**Goal of the exercise**. For the records below, print the lines from the line with "Query: car antenna" through the line with "Query: rear window" exactly as written; include both end lines and exclude the rest.

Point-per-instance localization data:
+===+
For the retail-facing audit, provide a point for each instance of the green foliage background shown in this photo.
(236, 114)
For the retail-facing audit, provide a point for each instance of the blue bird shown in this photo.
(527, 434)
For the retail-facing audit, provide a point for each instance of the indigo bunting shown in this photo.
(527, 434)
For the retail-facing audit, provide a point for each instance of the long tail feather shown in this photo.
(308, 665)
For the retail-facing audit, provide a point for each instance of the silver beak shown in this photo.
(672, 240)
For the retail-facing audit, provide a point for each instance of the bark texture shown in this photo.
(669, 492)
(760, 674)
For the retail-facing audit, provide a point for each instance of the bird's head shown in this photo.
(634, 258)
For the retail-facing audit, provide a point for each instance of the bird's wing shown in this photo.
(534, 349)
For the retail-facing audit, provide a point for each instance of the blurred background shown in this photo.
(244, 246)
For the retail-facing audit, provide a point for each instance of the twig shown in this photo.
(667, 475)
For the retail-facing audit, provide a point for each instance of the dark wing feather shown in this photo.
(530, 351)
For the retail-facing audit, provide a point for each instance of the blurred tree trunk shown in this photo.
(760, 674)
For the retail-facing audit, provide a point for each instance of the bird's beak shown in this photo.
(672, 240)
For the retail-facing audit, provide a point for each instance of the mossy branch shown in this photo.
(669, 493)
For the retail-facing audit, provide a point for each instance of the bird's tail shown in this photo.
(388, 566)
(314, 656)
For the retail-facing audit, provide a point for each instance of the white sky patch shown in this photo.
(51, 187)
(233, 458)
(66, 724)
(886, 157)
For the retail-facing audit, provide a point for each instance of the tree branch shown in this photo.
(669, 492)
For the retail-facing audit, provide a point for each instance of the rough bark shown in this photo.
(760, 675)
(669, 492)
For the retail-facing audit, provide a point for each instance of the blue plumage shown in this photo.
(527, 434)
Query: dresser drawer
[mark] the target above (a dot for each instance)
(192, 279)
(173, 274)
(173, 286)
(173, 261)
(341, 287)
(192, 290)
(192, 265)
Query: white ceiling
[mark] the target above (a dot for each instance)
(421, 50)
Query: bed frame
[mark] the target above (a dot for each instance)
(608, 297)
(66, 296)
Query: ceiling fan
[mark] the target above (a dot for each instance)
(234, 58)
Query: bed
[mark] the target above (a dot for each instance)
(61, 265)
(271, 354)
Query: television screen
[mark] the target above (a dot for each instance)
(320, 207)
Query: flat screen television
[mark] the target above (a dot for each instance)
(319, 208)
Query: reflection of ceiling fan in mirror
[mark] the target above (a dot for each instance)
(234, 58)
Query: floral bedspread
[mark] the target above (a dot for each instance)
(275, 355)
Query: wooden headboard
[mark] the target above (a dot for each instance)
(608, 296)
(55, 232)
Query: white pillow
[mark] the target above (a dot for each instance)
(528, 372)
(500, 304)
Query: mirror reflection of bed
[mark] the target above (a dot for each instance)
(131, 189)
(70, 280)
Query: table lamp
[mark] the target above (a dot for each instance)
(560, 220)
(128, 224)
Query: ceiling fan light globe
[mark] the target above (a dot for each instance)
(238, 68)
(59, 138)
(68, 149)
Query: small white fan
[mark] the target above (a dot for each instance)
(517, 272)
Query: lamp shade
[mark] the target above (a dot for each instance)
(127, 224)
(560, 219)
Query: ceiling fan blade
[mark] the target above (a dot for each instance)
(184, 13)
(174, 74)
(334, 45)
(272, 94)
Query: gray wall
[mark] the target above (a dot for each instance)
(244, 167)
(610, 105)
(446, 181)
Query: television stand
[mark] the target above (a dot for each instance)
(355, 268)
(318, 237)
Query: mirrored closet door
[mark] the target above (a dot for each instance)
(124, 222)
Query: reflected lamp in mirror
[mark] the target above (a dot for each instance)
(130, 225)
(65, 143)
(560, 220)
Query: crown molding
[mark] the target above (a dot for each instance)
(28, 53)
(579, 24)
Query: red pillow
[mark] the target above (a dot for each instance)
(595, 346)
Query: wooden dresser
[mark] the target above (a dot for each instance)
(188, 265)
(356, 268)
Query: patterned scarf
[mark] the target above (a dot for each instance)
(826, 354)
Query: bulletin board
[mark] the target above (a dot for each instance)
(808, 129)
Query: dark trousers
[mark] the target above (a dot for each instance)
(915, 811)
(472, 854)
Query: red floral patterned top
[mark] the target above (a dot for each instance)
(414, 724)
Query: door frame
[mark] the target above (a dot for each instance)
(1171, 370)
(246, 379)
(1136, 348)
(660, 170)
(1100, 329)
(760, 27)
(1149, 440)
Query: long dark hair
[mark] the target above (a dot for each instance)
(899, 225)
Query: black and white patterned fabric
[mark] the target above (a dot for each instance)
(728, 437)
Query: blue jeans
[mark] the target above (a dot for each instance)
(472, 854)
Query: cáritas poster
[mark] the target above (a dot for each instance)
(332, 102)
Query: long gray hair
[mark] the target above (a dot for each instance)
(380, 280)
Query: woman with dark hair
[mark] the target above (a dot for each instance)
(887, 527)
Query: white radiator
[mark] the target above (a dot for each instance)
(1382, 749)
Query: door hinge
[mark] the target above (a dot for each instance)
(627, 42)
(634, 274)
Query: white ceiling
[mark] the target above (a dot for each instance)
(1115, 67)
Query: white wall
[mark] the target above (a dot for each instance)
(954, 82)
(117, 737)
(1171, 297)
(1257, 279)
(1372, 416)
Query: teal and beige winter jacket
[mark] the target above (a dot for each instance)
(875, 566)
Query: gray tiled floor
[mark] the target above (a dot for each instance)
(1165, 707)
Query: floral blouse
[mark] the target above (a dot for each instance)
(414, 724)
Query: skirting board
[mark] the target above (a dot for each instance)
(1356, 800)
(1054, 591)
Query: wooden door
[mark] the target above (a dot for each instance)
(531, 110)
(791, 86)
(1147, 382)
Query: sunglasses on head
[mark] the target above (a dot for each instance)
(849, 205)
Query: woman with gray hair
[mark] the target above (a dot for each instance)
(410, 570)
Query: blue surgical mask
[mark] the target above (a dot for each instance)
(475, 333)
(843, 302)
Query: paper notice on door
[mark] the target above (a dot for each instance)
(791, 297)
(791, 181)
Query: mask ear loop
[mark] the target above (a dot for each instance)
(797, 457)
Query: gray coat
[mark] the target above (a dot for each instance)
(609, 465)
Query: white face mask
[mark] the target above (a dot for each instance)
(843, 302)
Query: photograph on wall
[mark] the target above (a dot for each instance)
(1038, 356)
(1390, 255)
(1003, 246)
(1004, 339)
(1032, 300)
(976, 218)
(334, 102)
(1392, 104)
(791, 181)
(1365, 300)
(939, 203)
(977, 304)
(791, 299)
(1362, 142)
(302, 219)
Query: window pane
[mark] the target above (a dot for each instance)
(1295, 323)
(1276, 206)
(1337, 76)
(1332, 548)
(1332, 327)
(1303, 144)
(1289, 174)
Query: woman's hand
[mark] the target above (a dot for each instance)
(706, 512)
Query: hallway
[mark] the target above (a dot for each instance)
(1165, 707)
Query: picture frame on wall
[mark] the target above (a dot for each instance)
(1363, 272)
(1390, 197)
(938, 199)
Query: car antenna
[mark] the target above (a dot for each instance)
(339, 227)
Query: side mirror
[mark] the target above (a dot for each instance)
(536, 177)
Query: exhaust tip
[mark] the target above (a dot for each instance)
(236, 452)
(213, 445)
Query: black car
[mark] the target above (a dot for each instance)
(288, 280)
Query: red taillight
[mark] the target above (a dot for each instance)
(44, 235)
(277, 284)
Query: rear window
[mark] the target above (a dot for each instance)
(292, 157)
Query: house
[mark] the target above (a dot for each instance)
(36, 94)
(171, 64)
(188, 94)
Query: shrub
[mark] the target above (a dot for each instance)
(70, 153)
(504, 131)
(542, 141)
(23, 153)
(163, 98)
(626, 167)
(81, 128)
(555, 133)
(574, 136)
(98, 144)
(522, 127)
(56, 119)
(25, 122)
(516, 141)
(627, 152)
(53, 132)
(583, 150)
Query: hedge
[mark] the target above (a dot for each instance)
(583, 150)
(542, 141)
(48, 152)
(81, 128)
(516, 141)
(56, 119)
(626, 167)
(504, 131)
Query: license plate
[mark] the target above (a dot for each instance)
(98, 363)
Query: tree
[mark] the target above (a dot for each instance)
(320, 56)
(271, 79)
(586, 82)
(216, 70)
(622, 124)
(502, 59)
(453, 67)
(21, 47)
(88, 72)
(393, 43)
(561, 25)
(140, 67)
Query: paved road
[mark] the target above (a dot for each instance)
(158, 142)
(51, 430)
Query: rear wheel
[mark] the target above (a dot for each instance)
+===+
**Answer**.
Query: car antenna
[mark] the target above (a dot for each instance)
(339, 227)
Query: side mirror
[mark] the target above (a dot for each instance)
(536, 177)
Query: exhaust tip
[mark] the target above (a dot for each instance)
(236, 452)
(213, 445)
Query: black car
[mark] the target above (a dot for each instance)
(288, 280)
Query: red taillight
[mark] the target above (a dot for each instance)
(44, 235)
(277, 284)
Query: rear window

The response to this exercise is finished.